*** Supplied data ***

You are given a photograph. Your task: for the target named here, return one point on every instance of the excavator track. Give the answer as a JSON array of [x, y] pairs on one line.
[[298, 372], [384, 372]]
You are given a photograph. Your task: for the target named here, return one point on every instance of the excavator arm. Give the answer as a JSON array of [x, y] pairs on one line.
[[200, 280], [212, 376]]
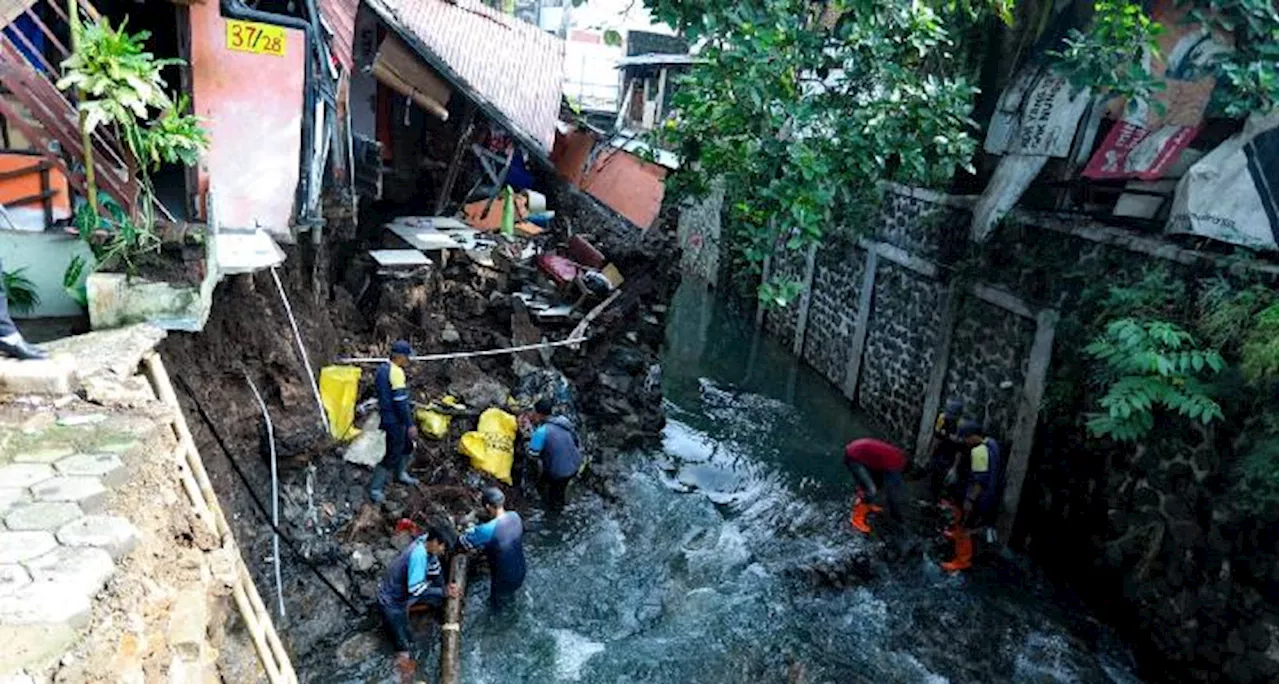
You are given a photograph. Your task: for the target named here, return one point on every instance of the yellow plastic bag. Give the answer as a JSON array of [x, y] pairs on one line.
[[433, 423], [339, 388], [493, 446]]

***
*** Supplied data ***

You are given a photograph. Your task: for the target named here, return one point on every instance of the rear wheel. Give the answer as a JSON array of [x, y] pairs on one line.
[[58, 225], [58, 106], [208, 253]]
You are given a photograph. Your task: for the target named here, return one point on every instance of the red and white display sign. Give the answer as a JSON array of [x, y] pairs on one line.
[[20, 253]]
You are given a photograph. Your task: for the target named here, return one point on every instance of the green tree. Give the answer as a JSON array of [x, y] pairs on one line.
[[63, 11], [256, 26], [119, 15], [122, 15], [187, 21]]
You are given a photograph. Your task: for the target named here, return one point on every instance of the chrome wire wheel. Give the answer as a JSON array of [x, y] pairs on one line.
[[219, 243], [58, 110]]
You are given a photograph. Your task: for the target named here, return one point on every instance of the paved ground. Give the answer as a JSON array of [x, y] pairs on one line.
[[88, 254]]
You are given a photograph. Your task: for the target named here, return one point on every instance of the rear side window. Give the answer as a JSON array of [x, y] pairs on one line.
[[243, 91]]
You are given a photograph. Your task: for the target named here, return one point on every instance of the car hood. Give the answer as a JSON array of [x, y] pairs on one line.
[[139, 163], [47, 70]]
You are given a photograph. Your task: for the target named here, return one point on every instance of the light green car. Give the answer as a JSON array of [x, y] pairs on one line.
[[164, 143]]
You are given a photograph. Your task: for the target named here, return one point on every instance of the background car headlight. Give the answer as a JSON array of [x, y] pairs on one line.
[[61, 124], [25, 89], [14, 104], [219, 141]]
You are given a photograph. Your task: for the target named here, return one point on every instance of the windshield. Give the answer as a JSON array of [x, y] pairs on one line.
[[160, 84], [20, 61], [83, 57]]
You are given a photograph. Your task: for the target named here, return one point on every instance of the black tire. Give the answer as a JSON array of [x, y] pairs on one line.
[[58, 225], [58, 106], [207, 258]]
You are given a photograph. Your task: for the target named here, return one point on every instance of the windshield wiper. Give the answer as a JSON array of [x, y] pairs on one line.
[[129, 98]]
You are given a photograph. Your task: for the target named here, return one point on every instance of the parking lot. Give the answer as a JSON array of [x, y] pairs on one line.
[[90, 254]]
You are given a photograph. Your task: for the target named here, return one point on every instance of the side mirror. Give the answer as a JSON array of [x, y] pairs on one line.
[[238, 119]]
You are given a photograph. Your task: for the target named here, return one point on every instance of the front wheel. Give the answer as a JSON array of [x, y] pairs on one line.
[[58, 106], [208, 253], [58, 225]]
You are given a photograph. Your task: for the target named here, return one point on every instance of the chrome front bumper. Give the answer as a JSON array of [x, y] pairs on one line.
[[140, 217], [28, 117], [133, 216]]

***

Given instruction:
Reproduce the items character for character, starting at the line that contains "the red and" and ending at the line that contains "[[63, 11], [256, 26], [119, 15], [122, 15], [187, 21]]", with both of those lines included.

Worked solution:
You are given a photograph. Your task: for the target named here, return one point on every instance of the red and white display sign. Give the answer as a JSON array of [x, y] pairs on one line.
[[20, 253]]
You are given a photograph. Your task: for the target named here, return one point on every instance of the green tree. Give the answer as a JSON array of [x, y] pairs on one line.
[[63, 11], [256, 26], [119, 15], [122, 15], [187, 21]]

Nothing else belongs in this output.